BEGIN RECORDED DATA
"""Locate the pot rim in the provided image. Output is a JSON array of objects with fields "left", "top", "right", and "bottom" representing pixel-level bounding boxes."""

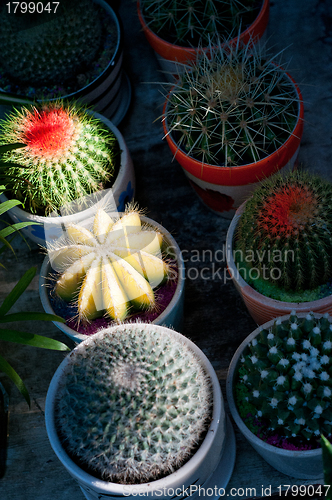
[
  {"left": 162, "top": 62, "right": 304, "bottom": 186},
  {"left": 45, "top": 323, "right": 226, "bottom": 497},
  {"left": 39, "top": 216, "right": 185, "bottom": 342},
  {"left": 0, "top": 110, "right": 131, "bottom": 225},
  {"left": 226, "top": 312, "right": 323, "bottom": 457},
  {"left": 137, "top": 0, "right": 269, "bottom": 63},
  {"left": 226, "top": 201, "right": 332, "bottom": 314}
]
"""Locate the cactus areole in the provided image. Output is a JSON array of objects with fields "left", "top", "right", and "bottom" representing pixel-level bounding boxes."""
[{"left": 51, "top": 323, "right": 213, "bottom": 484}]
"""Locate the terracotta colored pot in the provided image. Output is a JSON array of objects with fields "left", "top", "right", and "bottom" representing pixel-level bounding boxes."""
[
  {"left": 163, "top": 73, "right": 304, "bottom": 218},
  {"left": 137, "top": 0, "right": 269, "bottom": 73},
  {"left": 226, "top": 309, "right": 323, "bottom": 479},
  {"left": 226, "top": 203, "right": 332, "bottom": 325}
]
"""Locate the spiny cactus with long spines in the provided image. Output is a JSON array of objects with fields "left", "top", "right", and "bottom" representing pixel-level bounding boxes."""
[
  {"left": 237, "top": 311, "right": 332, "bottom": 440},
  {"left": 55, "top": 323, "right": 213, "bottom": 484},
  {"left": 0, "top": 100, "right": 119, "bottom": 215},
  {"left": 49, "top": 208, "right": 171, "bottom": 322},
  {"left": 141, "top": 0, "right": 257, "bottom": 47},
  {"left": 0, "top": 0, "right": 102, "bottom": 85},
  {"left": 235, "top": 171, "right": 332, "bottom": 291},
  {"left": 163, "top": 38, "right": 299, "bottom": 167}
]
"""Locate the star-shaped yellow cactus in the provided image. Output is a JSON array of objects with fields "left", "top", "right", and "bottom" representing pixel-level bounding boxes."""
[{"left": 50, "top": 209, "right": 169, "bottom": 321}]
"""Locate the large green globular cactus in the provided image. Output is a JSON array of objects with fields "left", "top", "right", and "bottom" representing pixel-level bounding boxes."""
[
  {"left": 164, "top": 39, "right": 299, "bottom": 167},
  {"left": 141, "top": 0, "right": 257, "bottom": 47},
  {"left": 235, "top": 171, "right": 332, "bottom": 291},
  {"left": 55, "top": 323, "right": 212, "bottom": 484},
  {"left": 237, "top": 311, "right": 332, "bottom": 440},
  {"left": 0, "top": 100, "right": 119, "bottom": 215},
  {"left": 0, "top": 0, "right": 102, "bottom": 85}
]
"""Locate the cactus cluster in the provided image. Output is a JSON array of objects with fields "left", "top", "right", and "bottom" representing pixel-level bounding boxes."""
[
  {"left": 49, "top": 208, "right": 171, "bottom": 322},
  {"left": 237, "top": 311, "right": 332, "bottom": 440},
  {"left": 141, "top": 0, "right": 257, "bottom": 47},
  {"left": 235, "top": 171, "right": 332, "bottom": 291},
  {"left": 163, "top": 43, "right": 299, "bottom": 167},
  {"left": 0, "top": 100, "right": 119, "bottom": 215},
  {"left": 0, "top": 0, "right": 102, "bottom": 85},
  {"left": 55, "top": 323, "right": 212, "bottom": 484}
]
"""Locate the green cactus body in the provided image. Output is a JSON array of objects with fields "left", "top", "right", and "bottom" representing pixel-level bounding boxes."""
[
  {"left": 142, "top": 0, "right": 257, "bottom": 47},
  {"left": 0, "top": 0, "right": 102, "bottom": 85},
  {"left": 55, "top": 324, "right": 212, "bottom": 484},
  {"left": 235, "top": 171, "right": 332, "bottom": 291},
  {"left": 165, "top": 40, "right": 299, "bottom": 167},
  {"left": 0, "top": 101, "right": 119, "bottom": 215},
  {"left": 237, "top": 311, "right": 332, "bottom": 440}
]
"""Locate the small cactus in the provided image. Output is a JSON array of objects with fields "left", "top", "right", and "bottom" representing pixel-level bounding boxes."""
[
  {"left": 141, "top": 0, "right": 257, "bottom": 47},
  {"left": 235, "top": 171, "right": 332, "bottom": 291},
  {"left": 163, "top": 38, "right": 299, "bottom": 167},
  {"left": 0, "top": 0, "right": 102, "bottom": 85},
  {"left": 237, "top": 311, "right": 332, "bottom": 440},
  {"left": 0, "top": 100, "right": 119, "bottom": 215},
  {"left": 55, "top": 323, "right": 212, "bottom": 484},
  {"left": 49, "top": 208, "right": 170, "bottom": 322}
]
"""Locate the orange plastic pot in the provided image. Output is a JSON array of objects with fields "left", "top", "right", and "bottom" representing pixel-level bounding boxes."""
[
  {"left": 137, "top": 0, "right": 269, "bottom": 69},
  {"left": 163, "top": 73, "right": 304, "bottom": 218},
  {"left": 226, "top": 203, "right": 332, "bottom": 325}
]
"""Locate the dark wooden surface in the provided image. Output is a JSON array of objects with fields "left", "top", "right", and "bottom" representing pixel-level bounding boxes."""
[{"left": 0, "top": 0, "right": 332, "bottom": 500}]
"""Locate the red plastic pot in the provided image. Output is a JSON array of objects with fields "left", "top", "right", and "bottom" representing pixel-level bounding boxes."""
[
  {"left": 137, "top": 0, "right": 269, "bottom": 73},
  {"left": 226, "top": 203, "right": 332, "bottom": 325},
  {"left": 163, "top": 73, "right": 304, "bottom": 218}
]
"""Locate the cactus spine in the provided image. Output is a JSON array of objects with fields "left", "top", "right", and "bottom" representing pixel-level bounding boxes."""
[
  {"left": 237, "top": 311, "right": 332, "bottom": 440},
  {"left": 0, "top": 0, "right": 102, "bottom": 85},
  {"left": 55, "top": 324, "right": 212, "bottom": 484},
  {"left": 0, "top": 100, "right": 118, "bottom": 215},
  {"left": 235, "top": 171, "right": 332, "bottom": 291},
  {"left": 142, "top": 0, "right": 256, "bottom": 47},
  {"left": 50, "top": 208, "right": 171, "bottom": 321},
  {"left": 164, "top": 39, "right": 299, "bottom": 167}
]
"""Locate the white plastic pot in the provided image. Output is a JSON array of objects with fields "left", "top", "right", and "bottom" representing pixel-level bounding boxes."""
[
  {"left": 39, "top": 217, "right": 185, "bottom": 342},
  {"left": 226, "top": 313, "right": 323, "bottom": 480},
  {"left": 45, "top": 324, "right": 235, "bottom": 500},
  {"left": 0, "top": 113, "right": 135, "bottom": 247}
]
END RECORDED DATA
INSTRUCTION: Output the records above exactly as they are, leaving out the pictures.

RESULT OF THE EXERCISE:
"""Locate the pot rim in the provided image. Output is a JSON array of objects with fields "left", "top", "right", and "bottom" representing pixel-level bounding boxes."""

[
  {"left": 162, "top": 62, "right": 304, "bottom": 186},
  {"left": 45, "top": 323, "right": 226, "bottom": 497},
  {"left": 39, "top": 216, "right": 185, "bottom": 342},
  {"left": 0, "top": 110, "right": 131, "bottom": 225},
  {"left": 226, "top": 312, "right": 323, "bottom": 457},
  {"left": 137, "top": 0, "right": 269, "bottom": 63},
  {"left": 226, "top": 201, "right": 332, "bottom": 314}
]
"""Locate the cactus areole in the provided image. Output is a JSON array of objects with fields "left", "top", "right", and "bottom" representing pixel-level bounding boxes."""
[{"left": 51, "top": 323, "right": 213, "bottom": 484}]
"""Locate the terracotta colored pot in the provided image. Output is a JSON array of objects with fields "left", "top", "right", and "bottom" representing pixel-level bounding boxes."""
[
  {"left": 163, "top": 73, "right": 304, "bottom": 218},
  {"left": 137, "top": 0, "right": 269, "bottom": 73},
  {"left": 226, "top": 309, "right": 323, "bottom": 479},
  {"left": 226, "top": 203, "right": 332, "bottom": 325}
]
"""Locate the spiny cactus with long spines in the provided image. Output is a JSON array of objects with fields "left", "top", "right", and "bottom" representing pixel-level bounding boxes."""
[
  {"left": 237, "top": 311, "right": 332, "bottom": 440},
  {"left": 55, "top": 323, "right": 213, "bottom": 484},
  {"left": 0, "top": 100, "right": 119, "bottom": 215},
  {"left": 49, "top": 208, "right": 171, "bottom": 322},
  {"left": 141, "top": 0, "right": 257, "bottom": 47},
  {"left": 0, "top": 0, "right": 102, "bottom": 85},
  {"left": 235, "top": 171, "right": 332, "bottom": 291},
  {"left": 163, "top": 38, "right": 299, "bottom": 167}
]
"""Locate the star-shaped yellow cactus in the provided image. Output is a JSON array of objects with fields "left", "top", "right", and "bottom" representing pixel-level bounding boxes."""
[{"left": 50, "top": 209, "right": 169, "bottom": 321}]
"""Locate the large green globular cactus in the provided image. Output is a JSON array of objects with fields "left", "top", "right", and "bottom" representing pixel-level bounding boxes."""
[
  {"left": 164, "top": 39, "right": 299, "bottom": 167},
  {"left": 141, "top": 0, "right": 257, "bottom": 47},
  {"left": 235, "top": 171, "right": 332, "bottom": 291},
  {"left": 55, "top": 323, "right": 212, "bottom": 484},
  {"left": 237, "top": 311, "right": 332, "bottom": 440},
  {"left": 0, "top": 100, "right": 119, "bottom": 215},
  {"left": 0, "top": 0, "right": 102, "bottom": 85}
]
"""Locate the cactus cluster in the provided image. Output is a JSON array of objects with fields "left", "top", "right", and "bottom" representing pixel-level bounding boxes."""
[
  {"left": 49, "top": 208, "right": 171, "bottom": 322},
  {"left": 237, "top": 311, "right": 332, "bottom": 440},
  {"left": 141, "top": 0, "right": 257, "bottom": 47},
  {"left": 235, "top": 171, "right": 332, "bottom": 291},
  {"left": 163, "top": 43, "right": 299, "bottom": 167},
  {"left": 0, "top": 100, "right": 119, "bottom": 215},
  {"left": 0, "top": 0, "right": 102, "bottom": 85},
  {"left": 55, "top": 323, "right": 212, "bottom": 484}
]
"""Locate the green cactus body in the provided image. Output is a JSON array of objects with fields "left", "top", "right", and "bottom" representing pixel-level bounding boxes."""
[
  {"left": 142, "top": 0, "right": 257, "bottom": 47},
  {"left": 0, "top": 0, "right": 102, "bottom": 85},
  {"left": 55, "top": 324, "right": 212, "bottom": 484},
  {"left": 235, "top": 171, "right": 332, "bottom": 291},
  {"left": 165, "top": 40, "right": 299, "bottom": 167},
  {"left": 0, "top": 101, "right": 119, "bottom": 215},
  {"left": 237, "top": 311, "right": 332, "bottom": 440}
]
"""Locate the small cactus in the provided image. Output is a JSON array of objects with fields "left", "top", "right", and "bottom" representing pixel-level bounding boxes."""
[
  {"left": 141, "top": 0, "right": 257, "bottom": 47},
  {"left": 235, "top": 171, "right": 332, "bottom": 291},
  {"left": 163, "top": 38, "right": 299, "bottom": 167},
  {"left": 0, "top": 0, "right": 102, "bottom": 85},
  {"left": 237, "top": 311, "right": 332, "bottom": 440},
  {"left": 0, "top": 100, "right": 119, "bottom": 215},
  {"left": 55, "top": 323, "right": 212, "bottom": 484},
  {"left": 49, "top": 208, "right": 170, "bottom": 322}
]
"""Locate the orange plastic pot in the provided image. Output is a JSON array of objects with fields "left", "top", "right", and "bottom" representing pixel-level bounding boxes."""
[
  {"left": 137, "top": 0, "right": 269, "bottom": 69},
  {"left": 163, "top": 73, "right": 304, "bottom": 218},
  {"left": 226, "top": 203, "right": 332, "bottom": 325}
]
"""Locate the dark wooden surface in the provided image. Output is a JSON array of objects with fields "left", "top", "right", and "bottom" representing pixel-level bounding boxes."""
[{"left": 0, "top": 0, "right": 332, "bottom": 500}]
"""Locate the red plastic pot in the provided image. Output is a JSON array of objects with fields "left", "top", "right", and "bottom" representing pixel-level bounding boxes."""
[
  {"left": 137, "top": 0, "right": 269, "bottom": 73},
  {"left": 226, "top": 203, "right": 332, "bottom": 325},
  {"left": 163, "top": 73, "right": 304, "bottom": 218}
]
"""Locate the cactus spine in the provided image. Output is a JSON array of objects with fields "left", "top", "right", and "bottom" representing pixel-level bounding boxes."""
[
  {"left": 237, "top": 311, "right": 332, "bottom": 440},
  {"left": 0, "top": 0, "right": 102, "bottom": 85},
  {"left": 55, "top": 324, "right": 212, "bottom": 484},
  {"left": 0, "top": 100, "right": 118, "bottom": 215},
  {"left": 235, "top": 171, "right": 332, "bottom": 291},
  {"left": 142, "top": 0, "right": 256, "bottom": 47},
  {"left": 50, "top": 208, "right": 171, "bottom": 321},
  {"left": 164, "top": 39, "right": 299, "bottom": 167}
]
"""Locate the white plastic pot in the provided image. Output is a JSON array of objects with fields "left", "top", "right", and "bottom" representing pixel-level bounding boxes."""
[
  {"left": 39, "top": 217, "right": 185, "bottom": 342},
  {"left": 226, "top": 313, "right": 323, "bottom": 480},
  {"left": 45, "top": 324, "right": 235, "bottom": 500},
  {"left": 0, "top": 113, "right": 135, "bottom": 247}
]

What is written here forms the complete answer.